> [Your objective]: Copy each line of the material beneath that holds the word "shrub".
━━━━━━━━
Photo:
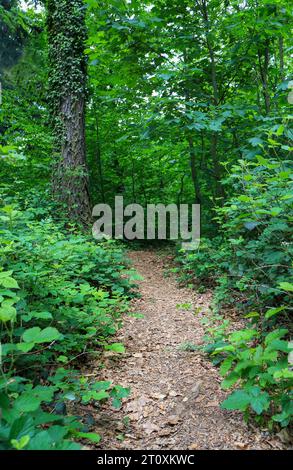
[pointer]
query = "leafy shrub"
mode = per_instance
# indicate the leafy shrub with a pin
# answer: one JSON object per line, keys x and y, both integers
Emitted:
{"x": 253, "y": 253}
{"x": 257, "y": 362}
{"x": 61, "y": 298}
━━━━━━━━
> [Result]:
query = "leafy shrub"
# indicate the leafy shrub with a pin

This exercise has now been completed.